Бизнесмен и подводный фотограф Андрей Сухинин из Липецка объездил почти весь мир в поисках лучших снимков дикой природы. Семь лет назад он возглавил фестиваль дикой природы «Золотая черепаха». Несмотря на все сложности в международных отношениях, конкурсная часть проекта собирает сегодня участников более чем из 100 стран и находится в первых строчках мирового топа. В беседе с корреспондентом «Ленты.ру» Сухинин рассказал о гонках с кашалотами и приключениях в Арктике, едва не стоивших ему жизни.
«Лента.ру»: Давайте сразу поговорим о системе оценки фотографий в «Золотой черепахе». У многих людей есть предубеждение относительно подобных творческих конкурсов, мол, у жюри всегда есть любимчики и так далее.
Так и было в «Золотой черепахе» до 2017 года, когда наша команда пришла в этот проект. Прежде было очень много бесконечных пересудов, конфликтов, споров и вопросов в соцсетях: кто, как и почему судил, почему в жюри нет фотографа-подводника.
Первым решением, принятым мною в качестве президента фестиваля, стало как раз изменение системы судейства. Мы все расписали заново: критерии отбора членов жюри, их ротация.
Было решено, что судить фотографов могут только люди, которые сами доказали свое личное мастерство, то есть имеют несколько побед в крупнейших международных фотоконкурсах, а не, к примеру, заместители главных редакторов даже самых солидных изданий.
Дальше была внедрена прозрачная система оценки фоторабот. Человек регистрируется на онлайн-платформе, загружает туда свои снимки, и если он выходит в финал, то может увидеть, как проголосовал (по пятибалльной системе) за каждую работу каждый член жюри.
К слову, в этом году у нас шесть членов жюри. Россиянин среди них только один — Сергей Шанин.
Все эти действия привлекли устойчивый интерес к конкурсу фотографов со всего мира, который сохраняется и сегодня.
Несмотря на все сложности в международных отношениях.
Да, наш конкурс входит в топ-3 международных фотоконкурсов, посвященных дикой природе, и воспринимается как своеобразная мировая олимпиада, неучастие в которой снижает профессиональный статус самого фотографа.
В прежних интервью вы рассказывали, что стали снимать в 2006 году, после того как увлеклись дайвингом в 2005 году. Наверное, большинству ныряльщиков, столкнувшихся с красотой подводного мира, хочется запечатлеть увиденное. Когда вы поняли, что ваши работы нечто большее, чем просто красивые снимки?

· · · ·

→ **УСЛОВИЕ ЗАДАЧИ 1**: По какой системе каждый член жюри оценивает фотоработы, согласно интервью о фестивале «Золотая черепаха»?
→ **УСЛОВИЕ ЗАДАЧИ 2**: Воспроизведите без изменений отрывок из интервью о фестивале «Золотая черепаха», начиная со слов «Все эти действия» и заканчивая словами «статус самого фотографа.» включительно.

(Записи, входящие в набор данных)
· · · ·

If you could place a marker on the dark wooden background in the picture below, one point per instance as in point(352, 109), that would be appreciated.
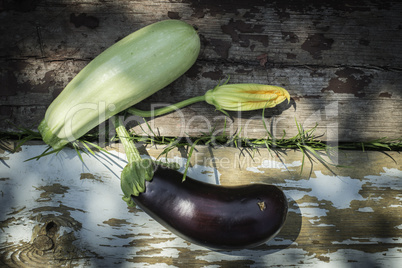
point(340, 60)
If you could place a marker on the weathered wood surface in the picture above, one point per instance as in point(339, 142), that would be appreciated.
point(61, 212)
point(340, 61)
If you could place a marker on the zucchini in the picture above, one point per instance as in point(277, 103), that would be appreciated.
point(123, 75)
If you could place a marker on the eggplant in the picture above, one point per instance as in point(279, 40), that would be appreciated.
point(214, 216)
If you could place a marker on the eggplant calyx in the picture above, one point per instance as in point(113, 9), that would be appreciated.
point(133, 178)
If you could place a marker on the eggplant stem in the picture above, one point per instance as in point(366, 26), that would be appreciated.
point(129, 147)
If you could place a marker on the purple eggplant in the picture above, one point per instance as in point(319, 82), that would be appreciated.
point(214, 216)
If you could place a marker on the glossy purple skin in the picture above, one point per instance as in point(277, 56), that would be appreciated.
point(214, 216)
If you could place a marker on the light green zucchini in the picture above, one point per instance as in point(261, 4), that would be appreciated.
point(123, 75)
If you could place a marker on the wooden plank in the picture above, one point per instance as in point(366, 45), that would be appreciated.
point(60, 211)
point(325, 55)
point(352, 102)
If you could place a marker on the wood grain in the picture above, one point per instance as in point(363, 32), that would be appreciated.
point(337, 216)
point(325, 54)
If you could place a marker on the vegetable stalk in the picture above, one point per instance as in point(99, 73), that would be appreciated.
point(137, 170)
point(229, 97)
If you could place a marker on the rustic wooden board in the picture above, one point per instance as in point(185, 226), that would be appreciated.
point(59, 211)
point(341, 62)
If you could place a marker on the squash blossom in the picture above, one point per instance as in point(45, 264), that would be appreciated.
point(245, 97)
point(228, 97)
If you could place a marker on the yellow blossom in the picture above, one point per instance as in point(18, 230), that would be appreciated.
point(245, 97)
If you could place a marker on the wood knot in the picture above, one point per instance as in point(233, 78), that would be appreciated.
point(43, 243)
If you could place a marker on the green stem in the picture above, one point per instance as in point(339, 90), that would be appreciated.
point(129, 147)
point(167, 109)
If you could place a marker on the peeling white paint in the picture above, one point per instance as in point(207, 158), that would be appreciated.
point(392, 176)
point(340, 191)
point(274, 164)
point(94, 202)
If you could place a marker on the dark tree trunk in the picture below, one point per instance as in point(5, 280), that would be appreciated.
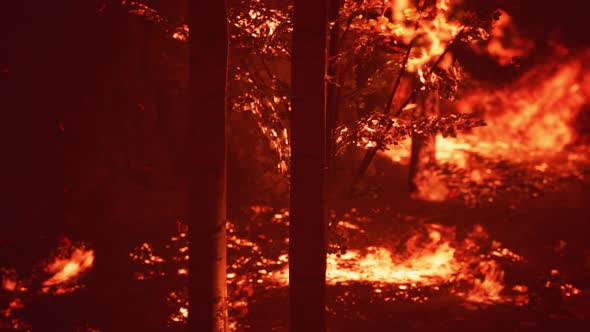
point(423, 146)
point(206, 154)
point(307, 233)
point(333, 101)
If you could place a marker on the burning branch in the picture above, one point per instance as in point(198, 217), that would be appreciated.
point(373, 151)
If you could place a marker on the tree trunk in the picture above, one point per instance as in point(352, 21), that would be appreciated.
point(307, 231)
point(206, 154)
point(423, 146)
point(333, 96)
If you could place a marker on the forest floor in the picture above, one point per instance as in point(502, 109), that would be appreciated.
point(549, 232)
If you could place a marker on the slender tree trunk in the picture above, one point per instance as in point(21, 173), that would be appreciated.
point(207, 156)
point(333, 101)
point(423, 146)
point(307, 231)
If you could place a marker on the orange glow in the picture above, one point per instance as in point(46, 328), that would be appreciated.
point(431, 259)
point(434, 33)
point(532, 116)
point(505, 43)
point(67, 269)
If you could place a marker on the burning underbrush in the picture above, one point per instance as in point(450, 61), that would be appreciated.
point(56, 275)
point(408, 261)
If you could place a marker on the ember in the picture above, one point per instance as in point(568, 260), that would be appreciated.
point(244, 165)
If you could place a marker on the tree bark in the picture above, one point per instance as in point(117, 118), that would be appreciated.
point(307, 231)
point(423, 146)
point(206, 154)
point(333, 94)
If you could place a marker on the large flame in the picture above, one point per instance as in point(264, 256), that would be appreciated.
point(528, 121)
point(431, 259)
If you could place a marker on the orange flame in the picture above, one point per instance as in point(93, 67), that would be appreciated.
point(67, 269)
point(431, 262)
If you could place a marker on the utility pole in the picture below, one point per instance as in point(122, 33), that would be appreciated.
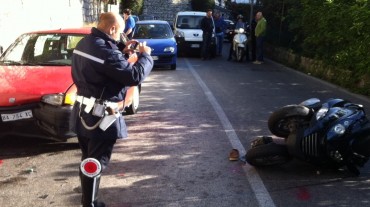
point(251, 12)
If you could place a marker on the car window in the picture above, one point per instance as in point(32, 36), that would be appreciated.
point(189, 22)
point(152, 31)
point(42, 49)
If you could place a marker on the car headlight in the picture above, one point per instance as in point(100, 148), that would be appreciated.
point(53, 99)
point(321, 113)
point(169, 49)
point(339, 129)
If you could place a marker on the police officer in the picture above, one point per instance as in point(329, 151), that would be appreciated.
point(101, 73)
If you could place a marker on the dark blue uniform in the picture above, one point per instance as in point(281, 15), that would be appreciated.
point(100, 70)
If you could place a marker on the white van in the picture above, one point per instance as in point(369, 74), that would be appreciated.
point(188, 33)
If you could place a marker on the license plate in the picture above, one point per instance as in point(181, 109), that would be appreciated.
point(17, 116)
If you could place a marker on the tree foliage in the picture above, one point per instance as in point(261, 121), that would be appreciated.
point(202, 5)
point(336, 32)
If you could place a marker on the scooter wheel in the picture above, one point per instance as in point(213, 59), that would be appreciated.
point(268, 155)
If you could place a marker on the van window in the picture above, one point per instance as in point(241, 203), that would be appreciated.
point(189, 22)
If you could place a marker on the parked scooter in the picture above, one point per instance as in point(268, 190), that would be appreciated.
point(332, 134)
point(240, 47)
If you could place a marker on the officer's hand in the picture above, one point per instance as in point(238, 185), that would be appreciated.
point(144, 48)
point(131, 45)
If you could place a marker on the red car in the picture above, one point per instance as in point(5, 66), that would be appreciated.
point(36, 88)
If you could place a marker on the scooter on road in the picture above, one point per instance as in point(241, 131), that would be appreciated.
point(333, 134)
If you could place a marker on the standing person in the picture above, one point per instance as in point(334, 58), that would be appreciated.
point(207, 27)
point(260, 33)
point(101, 74)
point(129, 23)
point(239, 24)
point(220, 25)
point(253, 39)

· · · ·

→ **ПРАВИЛЬНЫЙ ОТВЕТ 1**: По пятибалльной системе.

→ **ПРАВИЛЬНЫЙ ОТВЕТ 2**:
Все эти действия привлекли устойчивый интерес к конкурсу фотографов со всего мира, который сохраняется и сегодня.
Несмотря на все сложности в международных отношениях.
Да, наш конкурс входит в топ-3 международных фотоконкурсов, посвященных дикой природе, и воспринимается как своеобразная мировая олимпиада, неучастие в которой снижает профессиональный статус самого фотографа.